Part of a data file
-- Begin --
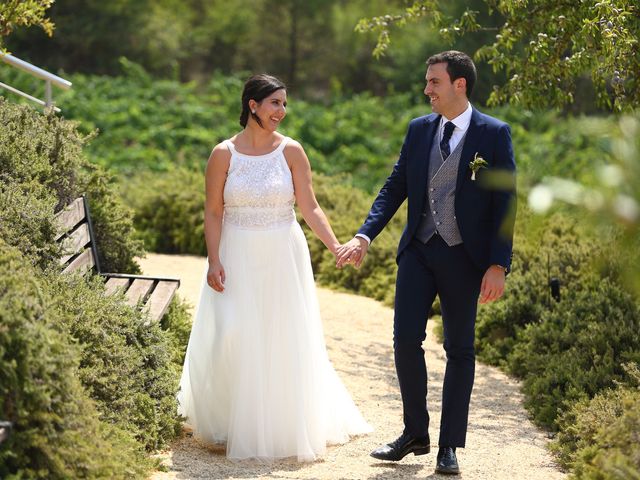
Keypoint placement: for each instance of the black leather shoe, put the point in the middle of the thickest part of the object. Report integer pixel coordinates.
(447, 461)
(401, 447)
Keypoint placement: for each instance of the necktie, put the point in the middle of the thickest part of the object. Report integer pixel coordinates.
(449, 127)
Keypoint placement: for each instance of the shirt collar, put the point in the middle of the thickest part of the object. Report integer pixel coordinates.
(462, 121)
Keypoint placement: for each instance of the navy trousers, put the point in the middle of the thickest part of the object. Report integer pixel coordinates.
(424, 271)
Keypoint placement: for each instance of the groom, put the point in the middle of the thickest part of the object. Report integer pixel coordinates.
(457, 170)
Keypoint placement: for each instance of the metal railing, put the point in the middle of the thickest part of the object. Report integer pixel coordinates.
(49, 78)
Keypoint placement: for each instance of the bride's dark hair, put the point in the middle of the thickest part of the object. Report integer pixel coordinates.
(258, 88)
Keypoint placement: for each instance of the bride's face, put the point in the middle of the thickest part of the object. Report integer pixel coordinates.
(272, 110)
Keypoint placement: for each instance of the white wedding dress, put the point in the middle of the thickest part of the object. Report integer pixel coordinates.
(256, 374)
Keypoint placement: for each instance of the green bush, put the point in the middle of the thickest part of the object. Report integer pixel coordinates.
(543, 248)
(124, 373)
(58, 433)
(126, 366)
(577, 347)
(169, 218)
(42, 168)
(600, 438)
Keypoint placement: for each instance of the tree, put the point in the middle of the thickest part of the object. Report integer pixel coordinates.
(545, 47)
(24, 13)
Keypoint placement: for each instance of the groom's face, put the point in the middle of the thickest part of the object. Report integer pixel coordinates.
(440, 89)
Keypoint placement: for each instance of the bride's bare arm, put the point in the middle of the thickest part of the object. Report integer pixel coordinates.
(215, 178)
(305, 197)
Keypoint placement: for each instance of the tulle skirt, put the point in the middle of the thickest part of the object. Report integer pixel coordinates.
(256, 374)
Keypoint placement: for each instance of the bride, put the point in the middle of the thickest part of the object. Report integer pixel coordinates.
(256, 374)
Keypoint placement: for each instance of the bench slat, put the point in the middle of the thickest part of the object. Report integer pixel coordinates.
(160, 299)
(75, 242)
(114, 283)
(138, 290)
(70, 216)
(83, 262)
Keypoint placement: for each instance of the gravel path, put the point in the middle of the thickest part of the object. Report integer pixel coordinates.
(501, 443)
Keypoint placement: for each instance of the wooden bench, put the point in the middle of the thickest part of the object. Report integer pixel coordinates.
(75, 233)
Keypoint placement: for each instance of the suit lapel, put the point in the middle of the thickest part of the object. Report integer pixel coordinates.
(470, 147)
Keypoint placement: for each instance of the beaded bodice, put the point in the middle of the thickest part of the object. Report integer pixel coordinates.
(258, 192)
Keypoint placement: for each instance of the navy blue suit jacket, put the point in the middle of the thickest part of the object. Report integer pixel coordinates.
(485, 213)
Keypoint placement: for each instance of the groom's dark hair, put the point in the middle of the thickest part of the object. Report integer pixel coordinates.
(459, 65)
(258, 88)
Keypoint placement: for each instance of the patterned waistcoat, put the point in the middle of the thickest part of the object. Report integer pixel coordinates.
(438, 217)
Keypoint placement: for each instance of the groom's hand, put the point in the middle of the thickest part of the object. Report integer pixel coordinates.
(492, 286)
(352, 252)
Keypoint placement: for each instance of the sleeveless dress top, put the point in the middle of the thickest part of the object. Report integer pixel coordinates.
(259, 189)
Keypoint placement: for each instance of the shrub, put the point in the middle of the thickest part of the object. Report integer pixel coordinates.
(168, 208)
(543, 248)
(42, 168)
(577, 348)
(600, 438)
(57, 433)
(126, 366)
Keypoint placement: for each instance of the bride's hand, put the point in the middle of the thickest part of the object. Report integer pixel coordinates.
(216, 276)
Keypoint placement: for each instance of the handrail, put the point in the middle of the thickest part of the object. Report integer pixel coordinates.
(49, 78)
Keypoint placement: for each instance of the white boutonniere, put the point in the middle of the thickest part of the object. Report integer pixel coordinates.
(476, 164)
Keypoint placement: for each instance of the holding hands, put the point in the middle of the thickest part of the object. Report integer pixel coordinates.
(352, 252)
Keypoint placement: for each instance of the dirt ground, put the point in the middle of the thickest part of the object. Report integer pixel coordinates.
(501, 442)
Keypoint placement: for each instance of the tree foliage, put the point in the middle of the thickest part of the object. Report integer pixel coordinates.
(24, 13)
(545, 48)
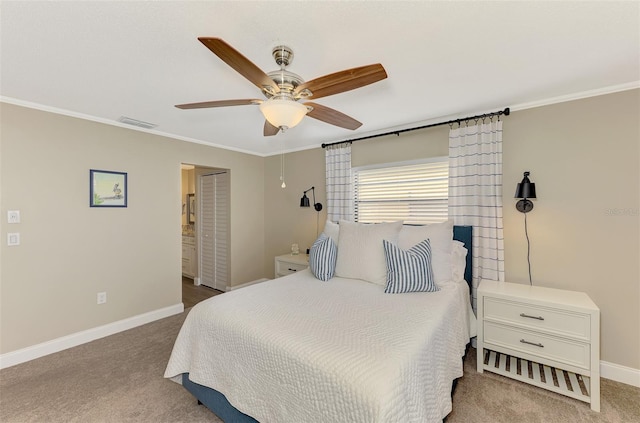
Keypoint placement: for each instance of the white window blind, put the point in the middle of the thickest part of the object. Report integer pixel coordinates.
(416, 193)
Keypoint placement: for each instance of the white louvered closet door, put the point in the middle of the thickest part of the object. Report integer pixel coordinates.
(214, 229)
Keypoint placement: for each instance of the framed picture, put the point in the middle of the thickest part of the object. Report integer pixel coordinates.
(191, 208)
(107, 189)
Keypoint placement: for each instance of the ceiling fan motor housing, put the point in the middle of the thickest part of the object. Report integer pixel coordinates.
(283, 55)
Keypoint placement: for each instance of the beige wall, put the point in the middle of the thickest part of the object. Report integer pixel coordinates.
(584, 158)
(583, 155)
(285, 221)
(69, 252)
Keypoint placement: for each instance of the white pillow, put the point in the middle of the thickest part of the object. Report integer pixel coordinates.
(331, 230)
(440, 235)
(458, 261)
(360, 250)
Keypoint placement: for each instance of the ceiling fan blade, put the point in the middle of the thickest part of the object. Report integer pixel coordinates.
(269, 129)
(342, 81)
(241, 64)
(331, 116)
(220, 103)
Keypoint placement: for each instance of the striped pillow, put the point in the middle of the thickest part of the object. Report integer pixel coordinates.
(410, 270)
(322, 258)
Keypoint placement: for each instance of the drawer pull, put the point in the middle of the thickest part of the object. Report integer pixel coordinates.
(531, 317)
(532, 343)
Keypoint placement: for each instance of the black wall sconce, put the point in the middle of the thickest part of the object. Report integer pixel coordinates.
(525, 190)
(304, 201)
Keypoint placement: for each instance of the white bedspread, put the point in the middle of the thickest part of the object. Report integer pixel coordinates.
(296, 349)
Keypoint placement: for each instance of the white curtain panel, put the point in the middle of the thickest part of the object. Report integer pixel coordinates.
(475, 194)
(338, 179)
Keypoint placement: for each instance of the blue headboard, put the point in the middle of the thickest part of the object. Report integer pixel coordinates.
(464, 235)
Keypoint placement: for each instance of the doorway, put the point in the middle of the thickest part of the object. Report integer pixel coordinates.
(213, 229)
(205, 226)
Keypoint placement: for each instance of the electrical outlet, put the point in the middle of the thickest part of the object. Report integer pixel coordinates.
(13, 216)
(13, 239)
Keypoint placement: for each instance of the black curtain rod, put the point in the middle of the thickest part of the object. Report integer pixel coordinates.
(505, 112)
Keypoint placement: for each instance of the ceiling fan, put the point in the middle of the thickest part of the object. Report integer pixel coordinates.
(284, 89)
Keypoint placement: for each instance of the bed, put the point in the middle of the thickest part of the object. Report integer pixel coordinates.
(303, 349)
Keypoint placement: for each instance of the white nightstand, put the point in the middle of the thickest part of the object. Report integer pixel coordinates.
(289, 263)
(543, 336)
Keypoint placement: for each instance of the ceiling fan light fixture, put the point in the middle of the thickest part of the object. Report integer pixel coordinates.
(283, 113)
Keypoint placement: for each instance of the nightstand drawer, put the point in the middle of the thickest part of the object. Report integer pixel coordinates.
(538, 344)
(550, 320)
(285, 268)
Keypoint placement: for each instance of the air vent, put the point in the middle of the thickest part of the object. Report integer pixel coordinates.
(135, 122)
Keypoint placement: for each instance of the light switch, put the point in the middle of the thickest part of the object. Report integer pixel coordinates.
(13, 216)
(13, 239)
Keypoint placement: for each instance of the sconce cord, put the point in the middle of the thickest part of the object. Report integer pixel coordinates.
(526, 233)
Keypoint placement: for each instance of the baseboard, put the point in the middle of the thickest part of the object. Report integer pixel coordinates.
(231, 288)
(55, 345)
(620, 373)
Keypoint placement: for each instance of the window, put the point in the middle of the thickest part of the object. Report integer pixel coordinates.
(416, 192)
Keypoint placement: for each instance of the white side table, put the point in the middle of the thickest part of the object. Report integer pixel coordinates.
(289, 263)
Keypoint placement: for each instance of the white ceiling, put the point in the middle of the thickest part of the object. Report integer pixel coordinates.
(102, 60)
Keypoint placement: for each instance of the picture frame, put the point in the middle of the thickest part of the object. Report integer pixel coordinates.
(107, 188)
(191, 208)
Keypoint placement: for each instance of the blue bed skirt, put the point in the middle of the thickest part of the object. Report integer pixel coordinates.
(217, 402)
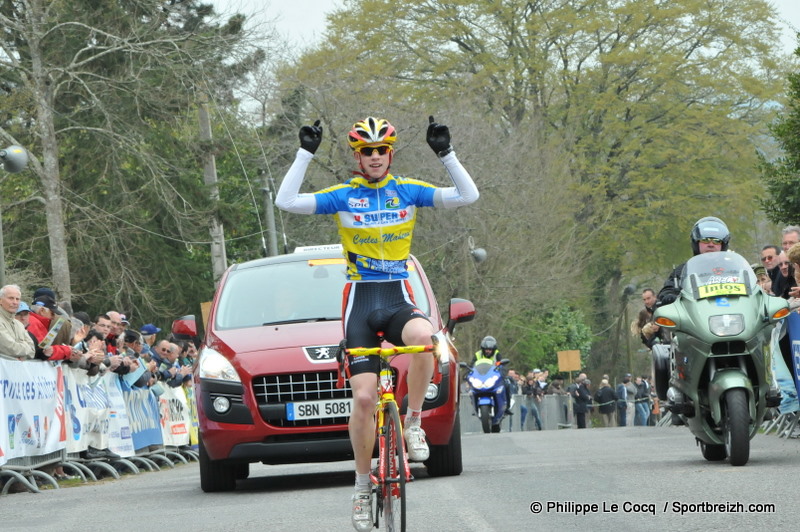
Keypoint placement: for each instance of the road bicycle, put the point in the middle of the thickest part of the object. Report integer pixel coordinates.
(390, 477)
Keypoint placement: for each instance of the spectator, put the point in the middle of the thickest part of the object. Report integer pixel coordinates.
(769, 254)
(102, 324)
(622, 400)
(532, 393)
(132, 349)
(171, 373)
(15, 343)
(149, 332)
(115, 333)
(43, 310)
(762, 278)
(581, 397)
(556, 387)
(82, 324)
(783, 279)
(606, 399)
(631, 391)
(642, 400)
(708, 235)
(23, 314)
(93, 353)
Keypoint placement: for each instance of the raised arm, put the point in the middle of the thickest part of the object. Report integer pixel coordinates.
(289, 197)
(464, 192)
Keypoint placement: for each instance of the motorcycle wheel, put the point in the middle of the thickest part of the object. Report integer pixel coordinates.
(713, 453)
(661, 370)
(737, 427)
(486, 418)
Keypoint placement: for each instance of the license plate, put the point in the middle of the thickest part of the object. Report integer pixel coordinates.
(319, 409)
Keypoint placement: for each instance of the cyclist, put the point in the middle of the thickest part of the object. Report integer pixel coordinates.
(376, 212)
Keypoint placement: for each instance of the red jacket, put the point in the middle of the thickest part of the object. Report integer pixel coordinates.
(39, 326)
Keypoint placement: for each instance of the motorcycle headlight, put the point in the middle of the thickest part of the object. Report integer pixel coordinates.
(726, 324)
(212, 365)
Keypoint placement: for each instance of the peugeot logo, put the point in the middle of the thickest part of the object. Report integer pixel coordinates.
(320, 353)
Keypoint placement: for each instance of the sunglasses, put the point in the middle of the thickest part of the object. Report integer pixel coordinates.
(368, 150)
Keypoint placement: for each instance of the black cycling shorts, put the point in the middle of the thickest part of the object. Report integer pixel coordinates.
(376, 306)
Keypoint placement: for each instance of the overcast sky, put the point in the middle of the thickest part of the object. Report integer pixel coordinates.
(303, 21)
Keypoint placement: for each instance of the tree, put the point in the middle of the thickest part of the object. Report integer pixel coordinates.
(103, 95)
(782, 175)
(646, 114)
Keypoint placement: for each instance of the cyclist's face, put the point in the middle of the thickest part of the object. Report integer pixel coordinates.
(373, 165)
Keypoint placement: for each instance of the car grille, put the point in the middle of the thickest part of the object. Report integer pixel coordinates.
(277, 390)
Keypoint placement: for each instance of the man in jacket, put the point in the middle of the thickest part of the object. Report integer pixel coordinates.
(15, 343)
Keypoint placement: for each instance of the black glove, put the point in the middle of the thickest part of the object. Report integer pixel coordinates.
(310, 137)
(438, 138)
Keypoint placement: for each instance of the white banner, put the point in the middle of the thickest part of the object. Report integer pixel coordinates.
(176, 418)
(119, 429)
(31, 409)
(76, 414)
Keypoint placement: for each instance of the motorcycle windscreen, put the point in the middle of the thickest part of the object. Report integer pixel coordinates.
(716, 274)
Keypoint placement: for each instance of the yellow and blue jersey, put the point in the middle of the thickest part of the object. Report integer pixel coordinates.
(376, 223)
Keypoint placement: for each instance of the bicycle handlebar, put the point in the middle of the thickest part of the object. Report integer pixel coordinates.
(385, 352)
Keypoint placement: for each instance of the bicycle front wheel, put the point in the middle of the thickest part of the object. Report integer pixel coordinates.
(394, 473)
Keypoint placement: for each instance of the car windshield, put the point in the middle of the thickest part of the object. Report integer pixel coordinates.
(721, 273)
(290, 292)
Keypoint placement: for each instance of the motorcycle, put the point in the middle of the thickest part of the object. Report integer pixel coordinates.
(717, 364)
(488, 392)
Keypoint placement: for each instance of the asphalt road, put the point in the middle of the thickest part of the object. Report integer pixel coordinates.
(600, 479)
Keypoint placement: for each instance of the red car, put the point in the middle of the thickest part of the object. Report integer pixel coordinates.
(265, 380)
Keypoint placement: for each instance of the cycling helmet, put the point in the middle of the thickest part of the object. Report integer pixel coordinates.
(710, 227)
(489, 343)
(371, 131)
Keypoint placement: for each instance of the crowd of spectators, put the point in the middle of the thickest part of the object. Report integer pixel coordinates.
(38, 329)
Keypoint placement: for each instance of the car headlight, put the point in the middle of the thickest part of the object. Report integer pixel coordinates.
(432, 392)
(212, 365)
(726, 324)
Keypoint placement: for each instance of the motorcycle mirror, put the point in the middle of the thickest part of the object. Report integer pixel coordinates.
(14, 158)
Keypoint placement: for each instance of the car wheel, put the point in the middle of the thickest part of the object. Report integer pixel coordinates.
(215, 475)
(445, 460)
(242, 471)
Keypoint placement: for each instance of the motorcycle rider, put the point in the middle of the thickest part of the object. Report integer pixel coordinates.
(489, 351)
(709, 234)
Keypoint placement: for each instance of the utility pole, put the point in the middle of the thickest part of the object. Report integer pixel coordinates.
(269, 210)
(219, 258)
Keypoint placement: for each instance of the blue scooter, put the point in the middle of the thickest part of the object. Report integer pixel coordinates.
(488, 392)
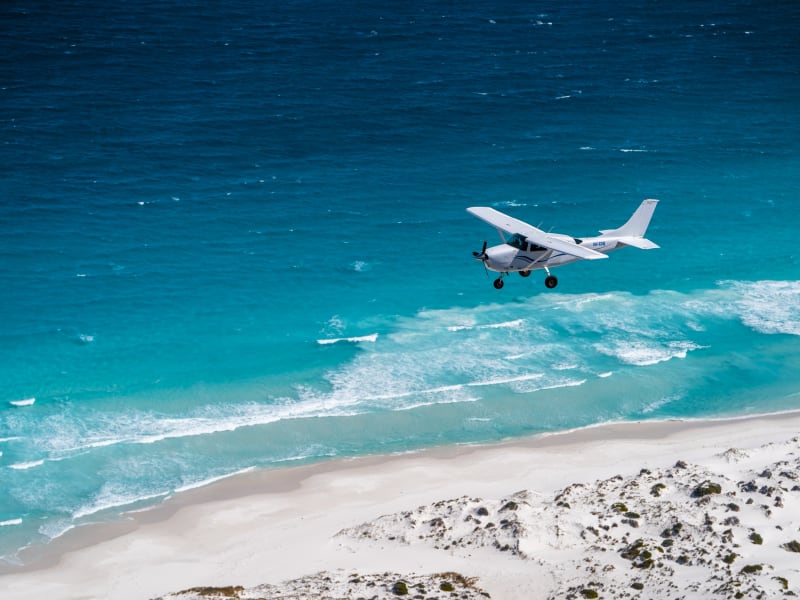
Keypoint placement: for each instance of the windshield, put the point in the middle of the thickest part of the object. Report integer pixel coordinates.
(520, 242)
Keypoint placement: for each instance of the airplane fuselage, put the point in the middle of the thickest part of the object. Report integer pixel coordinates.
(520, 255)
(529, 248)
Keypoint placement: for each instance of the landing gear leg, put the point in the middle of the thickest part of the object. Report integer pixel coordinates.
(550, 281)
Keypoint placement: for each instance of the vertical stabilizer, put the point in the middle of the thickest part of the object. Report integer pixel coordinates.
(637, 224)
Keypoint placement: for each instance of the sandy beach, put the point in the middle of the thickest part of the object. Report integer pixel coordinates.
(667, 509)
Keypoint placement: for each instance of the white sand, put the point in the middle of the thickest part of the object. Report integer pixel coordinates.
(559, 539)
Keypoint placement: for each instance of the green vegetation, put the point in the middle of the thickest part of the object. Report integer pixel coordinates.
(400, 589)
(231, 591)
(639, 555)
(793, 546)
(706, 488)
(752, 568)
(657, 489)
-- End --
Format the lines from the one containing "Keypoint placement: for each instance of the airplane" through the end of the items, inclusive, as a Markdown table. Use the columns Row and Line, give each line a row number in the first column, and omit blank lines.

Response.
| Row | Line |
|---|---|
| 1 | Keypoint placement: for each instance of the airplane fuselage, put the point in the middle of the thickest part of the object. Report integer pixel coordinates. |
| 2 | (520, 255) |
| 3 | (529, 248) |
| 4 | Keypoint placement: for each instance of the landing gear leg, put the point in the middle of the thickest part of the object. Report integer pixel coordinates. |
| 5 | (550, 281) |
| 6 | Keypoint placement: for each instance of the vertical stabilizer, put the point in the middle of the thickest part of the object. Report integer pixel coordinates. |
| 7 | (637, 224) |
| 8 | Keypoint placement: for each instance of the sandy beach, put the point in the middle of the thickest part of the object. Report integer pixel coordinates. |
| 9 | (667, 509) |
| 10 | Keypoint placement: for each instance of the white sand, put the point in the middle of the thickest part of the object. Report integer pixel coordinates. |
| 11 | (559, 539) |
| 12 | Keypoint placement: for each instance of the green vegetation, put the point in the middle of the thickest part of the object. Report integer pixel coordinates. |
| 13 | (400, 589) |
| 14 | (231, 591) |
| 15 | (639, 555) |
| 16 | (793, 546) |
| 17 | (706, 488) |
| 18 | (752, 568) |
| 19 | (657, 489) |